:: What you have to do ::
Collect every line of the records that contains the word "storm".

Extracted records

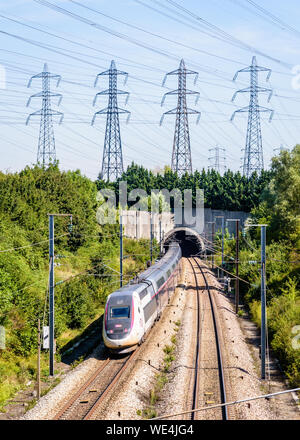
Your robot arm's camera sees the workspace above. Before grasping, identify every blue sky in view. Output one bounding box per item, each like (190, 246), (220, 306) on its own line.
(0, 0), (300, 179)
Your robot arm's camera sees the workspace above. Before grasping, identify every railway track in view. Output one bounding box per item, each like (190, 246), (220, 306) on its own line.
(188, 257), (228, 420)
(54, 347), (139, 420)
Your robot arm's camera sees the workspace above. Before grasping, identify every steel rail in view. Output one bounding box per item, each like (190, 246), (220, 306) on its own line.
(188, 259), (201, 420)
(193, 258), (228, 420)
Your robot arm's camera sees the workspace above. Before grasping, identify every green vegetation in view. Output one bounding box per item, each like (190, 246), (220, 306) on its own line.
(217, 145), (300, 387)
(137, 321), (180, 419)
(0, 165), (157, 409)
(97, 164), (272, 212)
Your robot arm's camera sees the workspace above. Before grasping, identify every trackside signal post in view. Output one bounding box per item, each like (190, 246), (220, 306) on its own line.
(207, 222), (215, 269)
(48, 214), (72, 376)
(120, 215), (123, 287)
(215, 215), (225, 278)
(248, 225), (268, 379)
(226, 218), (240, 313)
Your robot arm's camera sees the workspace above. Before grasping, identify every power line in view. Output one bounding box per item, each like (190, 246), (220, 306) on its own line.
(160, 59), (201, 177)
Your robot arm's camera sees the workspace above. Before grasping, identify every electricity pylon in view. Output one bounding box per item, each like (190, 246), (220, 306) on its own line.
(26, 63), (64, 168)
(92, 61), (130, 181)
(208, 145), (226, 174)
(231, 56), (274, 178)
(160, 59), (201, 177)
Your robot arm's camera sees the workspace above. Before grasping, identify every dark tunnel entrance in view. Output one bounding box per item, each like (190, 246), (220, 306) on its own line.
(164, 229), (203, 257)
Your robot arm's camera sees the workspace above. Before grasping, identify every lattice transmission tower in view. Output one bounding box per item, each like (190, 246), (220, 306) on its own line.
(92, 61), (130, 181)
(26, 63), (64, 167)
(208, 145), (227, 174)
(160, 59), (201, 177)
(231, 56), (274, 178)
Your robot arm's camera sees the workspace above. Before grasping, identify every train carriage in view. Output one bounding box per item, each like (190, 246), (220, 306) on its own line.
(102, 242), (181, 353)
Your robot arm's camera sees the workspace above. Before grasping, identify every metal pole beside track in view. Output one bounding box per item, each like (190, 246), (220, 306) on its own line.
(120, 214), (123, 287)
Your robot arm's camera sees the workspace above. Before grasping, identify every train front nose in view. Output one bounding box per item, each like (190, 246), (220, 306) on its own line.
(105, 304), (132, 341)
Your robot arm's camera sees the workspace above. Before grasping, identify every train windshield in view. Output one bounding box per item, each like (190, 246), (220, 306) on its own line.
(110, 306), (130, 319)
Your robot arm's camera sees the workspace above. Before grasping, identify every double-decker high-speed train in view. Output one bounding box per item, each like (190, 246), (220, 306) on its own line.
(102, 242), (181, 353)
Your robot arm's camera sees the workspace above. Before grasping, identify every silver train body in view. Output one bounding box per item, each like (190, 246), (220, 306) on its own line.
(102, 242), (181, 353)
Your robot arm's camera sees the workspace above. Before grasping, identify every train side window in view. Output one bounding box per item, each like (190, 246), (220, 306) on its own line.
(139, 288), (149, 301)
(157, 277), (165, 289)
(110, 306), (130, 319)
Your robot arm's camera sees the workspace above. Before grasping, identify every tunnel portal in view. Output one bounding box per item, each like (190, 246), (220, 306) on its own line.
(164, 228), (204, 257)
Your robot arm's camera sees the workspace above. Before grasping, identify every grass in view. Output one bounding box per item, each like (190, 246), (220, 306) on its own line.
(137, 321), (181, 419)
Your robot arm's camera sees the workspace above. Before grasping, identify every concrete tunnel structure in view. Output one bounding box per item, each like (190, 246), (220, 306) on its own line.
(163, 227), (205, 257)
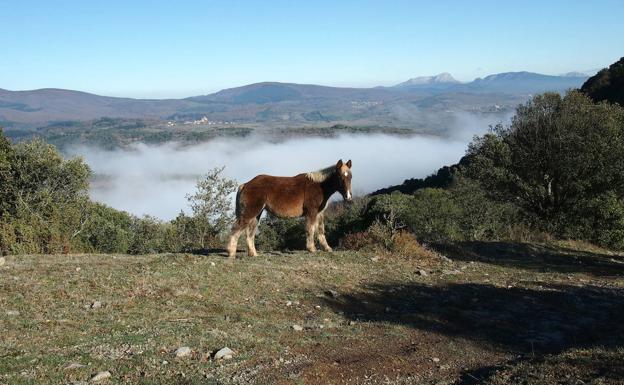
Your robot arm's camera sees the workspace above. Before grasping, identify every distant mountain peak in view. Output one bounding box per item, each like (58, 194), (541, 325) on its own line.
(395, 72), (460, 87)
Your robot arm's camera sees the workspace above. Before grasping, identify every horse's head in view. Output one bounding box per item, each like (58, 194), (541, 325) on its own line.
(336, 159), (353, 201)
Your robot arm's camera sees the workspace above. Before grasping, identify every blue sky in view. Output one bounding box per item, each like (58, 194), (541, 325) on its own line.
(0, 0), (624, 98)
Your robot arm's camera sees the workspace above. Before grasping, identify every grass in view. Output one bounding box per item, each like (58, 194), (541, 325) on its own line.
(0, 243), (624, 385)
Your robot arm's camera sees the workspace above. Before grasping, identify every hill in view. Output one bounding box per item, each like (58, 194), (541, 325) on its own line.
(462, 72), (587, 94)
(0, 72), (585, 132)
(581, 57), (624, 106)
(394, 72), (460, 89)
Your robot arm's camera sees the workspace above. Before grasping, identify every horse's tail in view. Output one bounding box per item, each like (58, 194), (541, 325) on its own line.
(234, 183), (245, 219)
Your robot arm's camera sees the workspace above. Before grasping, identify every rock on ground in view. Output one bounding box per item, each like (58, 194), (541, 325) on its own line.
(91, 370), (111, 382)
(175, 346), (191, 358)
(215, 346), (234, 360)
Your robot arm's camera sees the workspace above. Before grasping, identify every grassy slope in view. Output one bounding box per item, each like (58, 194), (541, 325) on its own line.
(0, 243), (624, 384)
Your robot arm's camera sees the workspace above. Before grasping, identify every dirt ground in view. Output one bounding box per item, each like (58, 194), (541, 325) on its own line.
(0, 242), (624, 385)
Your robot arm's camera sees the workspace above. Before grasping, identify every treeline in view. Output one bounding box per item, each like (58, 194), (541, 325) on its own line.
(0, 134), (236, 254)
(316, 91), (624, 250)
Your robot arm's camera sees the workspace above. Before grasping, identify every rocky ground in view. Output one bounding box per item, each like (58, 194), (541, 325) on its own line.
(0, 243), (624, 385)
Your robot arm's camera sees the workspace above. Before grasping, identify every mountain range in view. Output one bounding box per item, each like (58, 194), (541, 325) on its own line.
(0, 72), (588, 130)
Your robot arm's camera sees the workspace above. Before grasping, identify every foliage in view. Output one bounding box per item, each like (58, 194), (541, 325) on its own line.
(186, 167), (237, 249)
(0, 132), (91, 253)
(581, 57), (624, 106)
(466, 92), (624, 245)
(366, 176), (521, 242)
(80, 203), (133, 253)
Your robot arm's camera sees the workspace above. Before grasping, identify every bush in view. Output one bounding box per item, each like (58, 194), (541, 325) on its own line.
(466, 92), (624, 248)
(80, 203), (133, 253)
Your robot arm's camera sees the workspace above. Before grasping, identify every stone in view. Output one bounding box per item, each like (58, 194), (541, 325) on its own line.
(175, 346), (191, 358)
(215, 346), (234, 360)
(91, 370), (111, 382)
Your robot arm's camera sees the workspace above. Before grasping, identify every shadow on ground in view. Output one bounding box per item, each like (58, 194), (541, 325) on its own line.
(325, 283), (624, 354)
(433, 242), (624, 277)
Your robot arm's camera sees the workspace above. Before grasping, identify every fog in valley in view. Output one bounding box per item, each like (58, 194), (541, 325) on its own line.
(69, 112), (512, 220)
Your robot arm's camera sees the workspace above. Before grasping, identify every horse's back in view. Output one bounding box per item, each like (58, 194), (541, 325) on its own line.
(243, 174), (307, 217)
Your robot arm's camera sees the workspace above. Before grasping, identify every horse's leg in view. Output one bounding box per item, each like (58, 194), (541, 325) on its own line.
(245, 218), (258, 257)
(227, 217), (246, 259)
(316, 213), (332, 251)
(306, 214), (317, 253)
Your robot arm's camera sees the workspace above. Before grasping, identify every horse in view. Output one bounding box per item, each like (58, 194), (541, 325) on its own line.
(226, 159), (352, 259)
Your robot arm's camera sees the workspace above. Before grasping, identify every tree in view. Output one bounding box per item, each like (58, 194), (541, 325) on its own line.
(186, 167), (237, 248)
(467, 91), (624, 243)
(581, 57), (624, 106)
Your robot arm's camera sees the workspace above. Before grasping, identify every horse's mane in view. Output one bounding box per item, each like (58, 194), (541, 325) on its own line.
(306, 165), (336, 183)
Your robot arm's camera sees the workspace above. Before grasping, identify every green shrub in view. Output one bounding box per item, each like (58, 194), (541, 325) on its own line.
(81, 203), (133, 253)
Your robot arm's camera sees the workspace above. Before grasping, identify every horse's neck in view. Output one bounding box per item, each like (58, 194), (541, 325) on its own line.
(320, 175), (338, 200)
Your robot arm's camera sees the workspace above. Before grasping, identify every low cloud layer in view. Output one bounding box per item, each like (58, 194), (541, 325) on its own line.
(71, 113), (510, 219)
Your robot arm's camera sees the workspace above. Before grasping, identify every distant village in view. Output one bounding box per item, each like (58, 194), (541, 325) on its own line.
(167, 116), (234, 127)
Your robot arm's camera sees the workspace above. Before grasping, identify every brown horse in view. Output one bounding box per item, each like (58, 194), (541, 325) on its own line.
(227, 159), (352, 258)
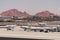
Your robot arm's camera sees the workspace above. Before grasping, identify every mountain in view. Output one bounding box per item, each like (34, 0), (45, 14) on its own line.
(35, 11), (55, 17)
(1, 9), (29, 17)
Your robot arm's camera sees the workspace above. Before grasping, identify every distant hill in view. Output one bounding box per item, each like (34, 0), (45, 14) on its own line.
(1, 9), (29, 17)
(35, 11), (55, 17)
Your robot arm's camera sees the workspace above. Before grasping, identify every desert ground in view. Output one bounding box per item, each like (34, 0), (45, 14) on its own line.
(0, 26), (60, 40)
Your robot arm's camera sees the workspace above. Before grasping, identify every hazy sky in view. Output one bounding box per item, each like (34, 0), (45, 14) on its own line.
(0, 0), (60, 14)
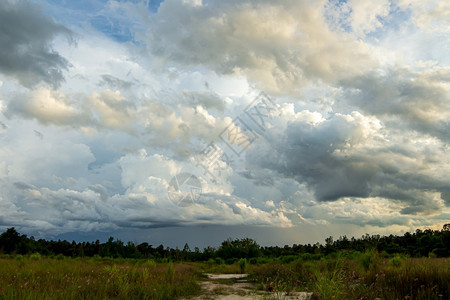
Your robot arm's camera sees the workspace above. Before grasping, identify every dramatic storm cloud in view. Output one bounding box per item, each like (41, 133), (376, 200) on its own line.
(0, 0), (450, 245)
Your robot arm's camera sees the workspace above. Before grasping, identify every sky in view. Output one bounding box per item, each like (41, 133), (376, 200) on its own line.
(0, 0), (450, 247)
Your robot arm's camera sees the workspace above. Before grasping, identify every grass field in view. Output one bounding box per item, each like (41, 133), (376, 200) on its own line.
(0, 252), (450, 299)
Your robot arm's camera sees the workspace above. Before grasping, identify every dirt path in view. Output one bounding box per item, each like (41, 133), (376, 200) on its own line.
(191, 274), (311, 300)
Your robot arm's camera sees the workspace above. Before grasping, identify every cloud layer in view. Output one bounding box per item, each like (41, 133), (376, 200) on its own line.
(0, 0), (450, 241)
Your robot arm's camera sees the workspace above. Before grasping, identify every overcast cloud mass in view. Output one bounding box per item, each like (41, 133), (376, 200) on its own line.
(0, 0), (450, 246)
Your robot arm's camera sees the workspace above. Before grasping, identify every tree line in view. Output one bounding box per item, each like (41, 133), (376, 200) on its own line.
(0, 224), (450, 263)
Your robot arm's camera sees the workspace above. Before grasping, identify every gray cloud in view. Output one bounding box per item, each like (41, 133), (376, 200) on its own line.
(341, 68), (450, 142)
(0, 0), (71, 87)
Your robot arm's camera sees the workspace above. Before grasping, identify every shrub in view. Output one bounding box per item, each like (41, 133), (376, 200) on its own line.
(238, 258), (247, 273)
(30, 253), (41, 260)
(215, 257), (225, 265)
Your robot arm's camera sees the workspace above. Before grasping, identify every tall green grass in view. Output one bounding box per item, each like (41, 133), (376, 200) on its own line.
(249, 251), (450, 300)
(0, 256), (200, 299)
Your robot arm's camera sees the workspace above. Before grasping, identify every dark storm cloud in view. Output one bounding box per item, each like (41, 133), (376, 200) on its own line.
(0, 0), (71, 87)
(247, 113), (450, 214)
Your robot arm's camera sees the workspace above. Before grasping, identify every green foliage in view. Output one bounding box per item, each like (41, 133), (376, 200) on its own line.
(30, 253), (42, 260)
(360, 250), (380, 271)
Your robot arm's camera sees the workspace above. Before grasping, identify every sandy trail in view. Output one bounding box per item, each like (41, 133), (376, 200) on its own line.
(187, 274), (312, 300)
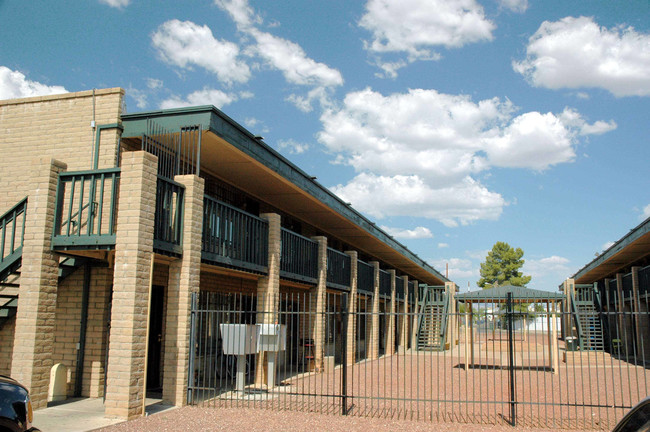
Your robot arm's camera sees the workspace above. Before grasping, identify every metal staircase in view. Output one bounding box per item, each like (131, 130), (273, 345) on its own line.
(571, 285), (605, 351)
(417, 286), (449, 351)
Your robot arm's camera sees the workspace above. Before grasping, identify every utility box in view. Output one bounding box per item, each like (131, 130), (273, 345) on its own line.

:: Correct response ::
Your robot arm's camera sees the workspace above. Before grasping, identify every dramatic storm cloud in view. Output one bounding box per item, each like (41, 133), (376, 200) on its own line.
Your robot arm's camera sees the workspace above. Before grasping, identify every dark storm cloud in view. Output one bounding box per item, each like (41, 133), (376, 200) on its own line.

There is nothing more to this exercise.